• What you will do
Each record below has to be printed verbatim.

*** Opening The data ***

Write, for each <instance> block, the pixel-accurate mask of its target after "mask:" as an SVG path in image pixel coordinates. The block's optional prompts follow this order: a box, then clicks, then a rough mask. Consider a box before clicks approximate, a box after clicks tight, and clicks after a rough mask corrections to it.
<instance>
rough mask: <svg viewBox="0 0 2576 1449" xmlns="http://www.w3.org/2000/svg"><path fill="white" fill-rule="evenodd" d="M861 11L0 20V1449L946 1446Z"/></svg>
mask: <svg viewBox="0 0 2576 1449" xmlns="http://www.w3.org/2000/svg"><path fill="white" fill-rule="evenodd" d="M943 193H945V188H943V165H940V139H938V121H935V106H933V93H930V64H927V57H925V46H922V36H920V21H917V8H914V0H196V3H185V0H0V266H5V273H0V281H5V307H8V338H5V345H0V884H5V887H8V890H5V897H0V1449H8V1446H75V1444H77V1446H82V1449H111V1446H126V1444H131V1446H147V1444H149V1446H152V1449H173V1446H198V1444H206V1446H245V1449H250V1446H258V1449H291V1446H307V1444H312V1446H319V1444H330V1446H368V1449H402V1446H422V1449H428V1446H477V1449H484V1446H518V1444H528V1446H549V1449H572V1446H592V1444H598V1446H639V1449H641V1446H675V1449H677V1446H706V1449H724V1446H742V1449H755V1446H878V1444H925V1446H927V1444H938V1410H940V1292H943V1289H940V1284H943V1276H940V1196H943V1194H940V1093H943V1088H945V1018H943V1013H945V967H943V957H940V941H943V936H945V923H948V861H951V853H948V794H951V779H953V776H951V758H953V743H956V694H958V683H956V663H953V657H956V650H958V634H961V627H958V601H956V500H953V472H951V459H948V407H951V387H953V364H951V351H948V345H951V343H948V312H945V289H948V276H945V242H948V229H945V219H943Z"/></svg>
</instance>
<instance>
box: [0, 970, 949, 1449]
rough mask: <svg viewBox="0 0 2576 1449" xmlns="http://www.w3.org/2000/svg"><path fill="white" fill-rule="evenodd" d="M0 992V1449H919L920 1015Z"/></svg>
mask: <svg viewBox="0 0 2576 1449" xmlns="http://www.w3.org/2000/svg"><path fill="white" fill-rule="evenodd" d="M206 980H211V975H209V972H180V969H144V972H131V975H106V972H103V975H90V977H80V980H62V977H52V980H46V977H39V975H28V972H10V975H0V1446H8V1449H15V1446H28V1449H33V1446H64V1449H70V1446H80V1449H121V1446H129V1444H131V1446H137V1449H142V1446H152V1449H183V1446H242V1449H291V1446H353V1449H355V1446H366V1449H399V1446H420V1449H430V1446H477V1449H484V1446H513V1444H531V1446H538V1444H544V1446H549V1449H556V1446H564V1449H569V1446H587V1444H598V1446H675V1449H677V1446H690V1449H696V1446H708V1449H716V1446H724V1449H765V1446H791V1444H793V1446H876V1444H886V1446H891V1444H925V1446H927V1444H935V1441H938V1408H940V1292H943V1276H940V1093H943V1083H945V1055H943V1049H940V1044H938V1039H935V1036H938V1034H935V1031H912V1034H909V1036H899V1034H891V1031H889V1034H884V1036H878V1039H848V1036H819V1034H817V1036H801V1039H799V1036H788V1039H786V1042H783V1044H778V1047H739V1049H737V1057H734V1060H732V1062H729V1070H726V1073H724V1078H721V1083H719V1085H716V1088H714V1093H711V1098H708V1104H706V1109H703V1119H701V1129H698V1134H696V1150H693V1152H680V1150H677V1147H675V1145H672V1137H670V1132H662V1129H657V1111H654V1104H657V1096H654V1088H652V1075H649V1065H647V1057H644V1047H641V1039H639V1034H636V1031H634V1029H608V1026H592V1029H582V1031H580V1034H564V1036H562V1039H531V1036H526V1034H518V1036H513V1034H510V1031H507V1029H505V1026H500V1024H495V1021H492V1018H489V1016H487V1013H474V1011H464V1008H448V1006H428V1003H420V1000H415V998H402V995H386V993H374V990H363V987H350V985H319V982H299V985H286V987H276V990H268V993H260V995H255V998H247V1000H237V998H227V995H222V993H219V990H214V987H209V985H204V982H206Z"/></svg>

*** Closing The data ***

• Response to this task
Write, for each <instance> block, the pixel-accurate mask of its target after "mask:" as an SVG path in image pixel coordinates. The block's optional prompts follow this order: a box, then clicks, then a rough mask. Consider a box before clicks approximate, a box after clicks tight, and clicks after a rough mask corrections to it.
<instance>
rough mask: <svg viewBox="0 0 2576 1449" xmlns="http://www.w3.org/2000/svg"><path fill="white" fill-rule="evenodd" d="M861 11L0 20V1449L946 1446Z"/></svg>
mask: <svg viewBox="0 0 2576 1449" xmlns="http://www.w3.org/2000/svg"><path fill="white" fill-rule="evenodd" d="M943 193H945V188H943V165H940V139H938V121H935V106H933V93H930V64H927V57H925V46H922V36H920V21H917V8H914V0H196V3H185V0H0V266H5V273H0V281H5V307H8V338H5V345H0V884H5V887H8V890H5V897H0V1449H8V1446H75V1444H77V1446H82V1449H111V1446H126V1444H131V1446H147V1444H149V1446H152V1449H173V1446H198V1444H206V1446H245V1449H250V1446H258V1449H291V1446H307V1444H312V1446H319V1444H330V1446H368V1449H402V1446H422V1449H428V1446H477V1449H484V1446H518V1444H528V1446H549V1449H572V1446H592V1444H598V1446H639V1449H641V1446H675V1449H677V1446H706V1449H724V1446H742V1449H755V1446H878V1444H925V1446H927V1444H938V1410H940V1292H943V1289H940V1284H943V1276H940V1196H943V1194H940V1093H943V1088H945V1018H943V1013H945V967H943V957H940V941H943V936H945V923H948V861H951V853H948V794H951V779H953V776H951V758H953V743H956V694H958V683H956V663H953V657H956V650H958V634H961V627H958V601H956V500H953V472H951V459H948V407H951V387H953V364H951V351H948V345H951V343H948V312H945V289H948V276H945V242H948V229H945V219H943Z"/></svg>
</instance>
<instance>
box: [0, 970, 949, 1449]
rough mask: <svg viewBox="0 0 2576 1449" xmlns="http://www.w3.org/2000/svg"><path fill="white" fill-rule="evenodd" d="M0 992V1449H919L920 1015Z"/></svg>
mask: <svg viewBox="0 0 2576 1449" xmlns="http://www.w3.org/2000/svg"><path fill="white" fill-rule="evenodd" d="M206 980H211V975H209V972H180V969H144V972H131V975H106V972H103V975H90V977H80V980H62V977H52V980H46V977H39V975H28V972H10V975H0V1446H8V1449H15V1446H28V1449H33V1446H64V1449H70V1446H80V1449H121V1446H129V1444H131V1446H137V1449H142V1446H152V1449H183V1446H242V1449H291V1446H353V1449H355V1446H366V1449H399V1446H420V1449H430V1446H477V1449H484V1446H513V1444H531V1446H538V1444H544V1446H549V1449H556V1446H564V1449H569V1446H587V1444H598V1446H675V1449H677V1446H690V1449H696V1446H708V1449H716V1446H724V1449H765V1446H791V1444H793V1446H876V1444H886V1446H891V1444H925V1446H927V1444H935V1441H938V1408H940V1292H943V1276H940V1093H943V1083H945V1055H943V1049H940V1044H938V1039H935V1036H938V1034H935V1031H912V1034H909V1036H899V1034H891V1031H889V1034H884V1036H878V1039H848V1036H819V1034H817V1036H801V1039H799V1036H788V1039H786V1042H783V1044H778V1047H739V1049H737V1057H734V1060H732V1062H729V1070H726V1073H724V1078H721V1083H719V1085H716V1088H714V1093H711V1098H708V1104H706V1109H703V1119H701V1129H698V1134H696V1150H693V1152H680V1150H677V1147H675V1145H672V1137H670V1132H662V1129H657V1111H654V1104H657V1096H654V1088H652V1075H649V1065H647V1057H644V1047H641V1039H639V1034H636V1031H634V1029H608V1026H592V1029H582V1031H580V1034H564V1036H562V1039H531V1036H526V1034H518V1036H513V1034H510V1031H507V1029H505V1026H500V1024H495V1021H492V1018H489V1016H487V1013H474V1011H464V1008H448V1006H428V1003H420V1000H415V998H402V995H386V993H374V990H363V987H350V985H319V982H299V985H286V987H276V990H268V993H260V995H255V998H247V1000H237V998H227V995H222V993H219V990H214V987H209V985H204V982H206Z"/></svg>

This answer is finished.